課題 - のと里山農業塾についての引用文によると、3/2の「自然栽培概論」は誰によるものか。

3/2のと里山農業塾№3

米作り

のと里山農業塾、№1№2に続いて3/2は№3で、№1と同様JAはくい 営農部 販売推進課 粟木課長による「自然栽培概論」およびワークショップ。

木村秋則さんの秘書的存在の熊田浩生さん(木村興農社の主任研究員)の講義を聞いて、粟木さんが講義内容を組み立てられたとのことで、一度聞いただけでは消化できないほど広範囲で深い内容がてんこ盛りだった。例えば、生物の起源や進化史、栽培の起源や生物学、農薬・肥料・遺伝子組み換え等の歴史、自然栽培の歴史解明など興味深い内容が盛りだくさんだった。目次内容だけでも以下に記し、復習できるようにしておきたい。

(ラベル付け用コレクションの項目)
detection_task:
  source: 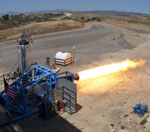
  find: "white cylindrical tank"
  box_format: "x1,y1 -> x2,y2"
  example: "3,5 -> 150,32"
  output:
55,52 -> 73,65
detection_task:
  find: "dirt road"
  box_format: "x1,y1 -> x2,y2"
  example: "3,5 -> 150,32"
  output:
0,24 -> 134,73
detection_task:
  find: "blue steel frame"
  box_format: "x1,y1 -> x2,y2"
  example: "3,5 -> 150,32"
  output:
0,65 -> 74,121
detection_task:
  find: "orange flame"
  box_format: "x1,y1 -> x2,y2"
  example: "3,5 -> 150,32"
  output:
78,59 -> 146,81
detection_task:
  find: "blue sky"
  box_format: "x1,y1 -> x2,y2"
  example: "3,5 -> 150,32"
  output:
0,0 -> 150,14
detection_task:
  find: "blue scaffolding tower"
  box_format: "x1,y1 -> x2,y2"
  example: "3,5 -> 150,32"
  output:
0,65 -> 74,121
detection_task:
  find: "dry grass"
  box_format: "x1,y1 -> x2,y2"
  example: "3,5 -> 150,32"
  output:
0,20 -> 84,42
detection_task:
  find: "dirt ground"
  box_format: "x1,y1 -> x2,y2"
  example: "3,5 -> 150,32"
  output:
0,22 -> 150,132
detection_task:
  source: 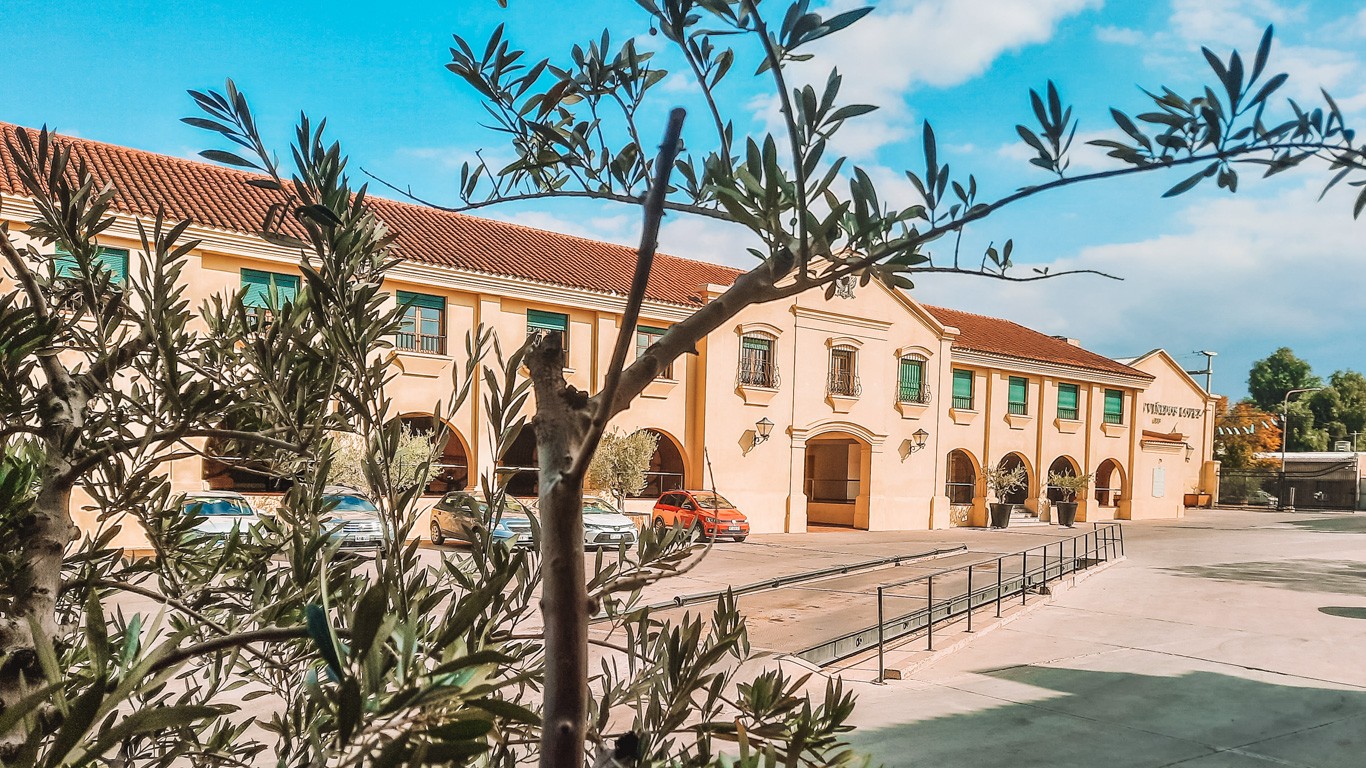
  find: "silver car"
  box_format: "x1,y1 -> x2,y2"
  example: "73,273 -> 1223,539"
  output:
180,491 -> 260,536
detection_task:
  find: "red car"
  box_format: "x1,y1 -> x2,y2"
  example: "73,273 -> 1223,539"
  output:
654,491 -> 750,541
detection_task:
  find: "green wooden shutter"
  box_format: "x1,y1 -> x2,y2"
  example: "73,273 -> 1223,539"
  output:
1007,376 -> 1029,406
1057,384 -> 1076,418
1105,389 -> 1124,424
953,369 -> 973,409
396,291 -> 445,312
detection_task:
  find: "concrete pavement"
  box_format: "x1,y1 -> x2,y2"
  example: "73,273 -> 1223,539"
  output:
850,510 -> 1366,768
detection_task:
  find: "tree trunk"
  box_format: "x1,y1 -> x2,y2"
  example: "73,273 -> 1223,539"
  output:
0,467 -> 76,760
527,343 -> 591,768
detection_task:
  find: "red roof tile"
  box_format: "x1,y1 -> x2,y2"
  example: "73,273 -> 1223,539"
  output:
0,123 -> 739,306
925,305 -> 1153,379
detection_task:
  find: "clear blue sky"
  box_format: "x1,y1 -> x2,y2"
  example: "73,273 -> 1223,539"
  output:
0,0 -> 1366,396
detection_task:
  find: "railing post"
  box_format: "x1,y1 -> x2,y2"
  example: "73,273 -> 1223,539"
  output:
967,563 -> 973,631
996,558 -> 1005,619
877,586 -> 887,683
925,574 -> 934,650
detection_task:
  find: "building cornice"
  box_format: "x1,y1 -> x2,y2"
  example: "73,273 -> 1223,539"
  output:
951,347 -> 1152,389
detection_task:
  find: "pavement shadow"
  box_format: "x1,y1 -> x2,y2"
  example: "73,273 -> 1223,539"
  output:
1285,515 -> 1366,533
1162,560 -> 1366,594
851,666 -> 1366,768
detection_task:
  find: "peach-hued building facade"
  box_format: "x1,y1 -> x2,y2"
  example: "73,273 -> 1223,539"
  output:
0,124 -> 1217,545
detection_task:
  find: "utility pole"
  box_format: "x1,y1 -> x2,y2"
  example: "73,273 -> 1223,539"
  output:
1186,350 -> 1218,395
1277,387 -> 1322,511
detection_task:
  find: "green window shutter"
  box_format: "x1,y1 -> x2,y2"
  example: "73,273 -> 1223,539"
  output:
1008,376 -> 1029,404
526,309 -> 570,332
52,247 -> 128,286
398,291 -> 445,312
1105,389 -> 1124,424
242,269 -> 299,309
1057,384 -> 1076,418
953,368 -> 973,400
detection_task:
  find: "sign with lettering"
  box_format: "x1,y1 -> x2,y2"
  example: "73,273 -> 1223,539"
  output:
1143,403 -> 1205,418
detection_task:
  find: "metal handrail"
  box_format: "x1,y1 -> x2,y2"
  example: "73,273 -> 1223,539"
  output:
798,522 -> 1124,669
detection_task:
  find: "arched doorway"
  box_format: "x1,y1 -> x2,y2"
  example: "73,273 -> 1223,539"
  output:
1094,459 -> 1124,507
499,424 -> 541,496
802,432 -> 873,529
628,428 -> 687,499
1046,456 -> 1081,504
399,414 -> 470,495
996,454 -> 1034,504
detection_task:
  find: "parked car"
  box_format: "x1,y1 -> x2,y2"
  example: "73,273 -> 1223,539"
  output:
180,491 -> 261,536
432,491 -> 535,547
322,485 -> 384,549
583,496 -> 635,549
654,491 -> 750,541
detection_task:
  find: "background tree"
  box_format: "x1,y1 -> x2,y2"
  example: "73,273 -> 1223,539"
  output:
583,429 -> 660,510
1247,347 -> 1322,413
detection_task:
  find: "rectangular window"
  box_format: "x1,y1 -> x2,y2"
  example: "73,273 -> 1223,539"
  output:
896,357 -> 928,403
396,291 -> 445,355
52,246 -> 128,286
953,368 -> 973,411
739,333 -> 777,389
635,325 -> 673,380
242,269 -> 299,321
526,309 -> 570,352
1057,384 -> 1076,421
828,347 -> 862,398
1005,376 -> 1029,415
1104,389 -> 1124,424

==

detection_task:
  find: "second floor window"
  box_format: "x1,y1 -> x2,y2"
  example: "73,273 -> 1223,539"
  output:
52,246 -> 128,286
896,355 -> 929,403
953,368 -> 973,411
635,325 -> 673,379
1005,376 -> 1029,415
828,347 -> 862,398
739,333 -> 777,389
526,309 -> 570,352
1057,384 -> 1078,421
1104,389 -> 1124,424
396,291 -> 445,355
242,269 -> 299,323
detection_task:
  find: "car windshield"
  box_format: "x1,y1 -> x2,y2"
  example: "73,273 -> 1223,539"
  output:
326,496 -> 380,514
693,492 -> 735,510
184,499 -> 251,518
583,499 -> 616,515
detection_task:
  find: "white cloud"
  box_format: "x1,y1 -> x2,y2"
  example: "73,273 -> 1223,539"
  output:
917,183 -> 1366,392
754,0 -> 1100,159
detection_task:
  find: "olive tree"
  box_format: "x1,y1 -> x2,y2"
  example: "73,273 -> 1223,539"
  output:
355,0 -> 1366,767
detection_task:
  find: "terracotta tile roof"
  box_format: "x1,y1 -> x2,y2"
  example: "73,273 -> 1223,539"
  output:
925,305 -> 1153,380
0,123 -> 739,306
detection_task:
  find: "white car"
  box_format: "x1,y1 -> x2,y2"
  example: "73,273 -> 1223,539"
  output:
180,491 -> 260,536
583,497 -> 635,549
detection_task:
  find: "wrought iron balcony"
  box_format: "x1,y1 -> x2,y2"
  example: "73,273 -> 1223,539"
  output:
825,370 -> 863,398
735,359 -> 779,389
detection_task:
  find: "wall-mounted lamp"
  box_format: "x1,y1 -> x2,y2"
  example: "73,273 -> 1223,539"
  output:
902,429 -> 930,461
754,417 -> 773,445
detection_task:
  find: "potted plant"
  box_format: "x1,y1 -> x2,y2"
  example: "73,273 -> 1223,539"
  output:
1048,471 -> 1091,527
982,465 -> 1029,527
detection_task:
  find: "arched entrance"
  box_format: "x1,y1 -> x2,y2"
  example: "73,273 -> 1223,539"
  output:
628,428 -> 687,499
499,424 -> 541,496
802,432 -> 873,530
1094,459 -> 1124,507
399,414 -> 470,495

解答 - JAはくい営農部販売推進課の粟木課長である。